:: Supplied passage ::
'''

Guest post by Pat Knepley
This month, we have been learning about Discipline-Based Art Education (DBAE), and how it can help you incorporate art into your overall curriculum, rather than just having it as an add-on or recreational time.
DBAE is a means of teaching art by using art history, art criticism, aesthetics, and art production as the foundational elements of your art program.
This week, we’re focusing on the part of art instruction that often strikes fear into the hearts of parents: art production. For those who don’t have much talent or experience with art, trying to teach art production can be daunting. The good news is that it doesn’t need to be.
The biggest impediment to successful experiences in making art is a lack of confidence. But I believe home educators can have an enormous influence if students focus on the process of being creative rather than focusing only on the product.
As with the previous weeks, let’s consider art production by looking one more time at Leonardo da Vinci’s beautiful work, The Last Supper.
A great lesson to tie in to The Last Supper would be to ask your student to remember a favorite meal experience, for example, Christmas, Thanksgiving, or perhaps a favorite birthday, and make a drawing using colored pencils of the place and the people there. Show different facial expressions that portray the emotions displayed during the meal.
Provide a focal point: Who was the center of attention? Why were all eyes on this person at this meal? And what is the exact moment being described with the picture?
Perhaps when Grandpa carved the turkey? Or when big sister blew out her birthday candles? Or maybe when your friend laughed so hard at your joke that milk came out of his nose.
Re-creating special moments through art can be a very powerful vehicle for communicating what resonates with the artist and consequently with the viewer. The best part about incorporating art instruction, and specifically MAKING art, into the core curriculum is that your creativity knows no bounds.

'''

:: Tasks for this exercise ::
**1)** List the four foundational elements of an art program that the guest post on Discipline-Based Art Education names.
**2)** From the guest post on Discipline-Based Art Education, extract the passage starting with "This week, we’re" and going on through "on the product.".

:: Extracted records ::

'''

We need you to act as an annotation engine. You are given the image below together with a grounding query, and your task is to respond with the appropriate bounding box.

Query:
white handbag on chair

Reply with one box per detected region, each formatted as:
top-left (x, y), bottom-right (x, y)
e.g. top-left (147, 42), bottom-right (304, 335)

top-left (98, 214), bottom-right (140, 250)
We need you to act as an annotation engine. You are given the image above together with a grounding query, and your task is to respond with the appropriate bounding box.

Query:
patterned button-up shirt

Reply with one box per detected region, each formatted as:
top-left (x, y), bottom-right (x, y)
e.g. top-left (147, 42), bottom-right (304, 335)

'''

:: Expected outputs ::
**1)** art history, art criticism, aesthetics, art production

**2)**
This week, we’re focusing on the part of art instruction that often strikes fear into the hearts of parents: art production. For those who don’t have much talent or experience with art, trying to teach art production can be daunting. The good news is that it doesn’t need to be.
The biggest impediment to successful experiences in making art is a lack of confidence. But I believe home educators can have an enormous influence if students focus on the process of being creative rather than focusing only on the product.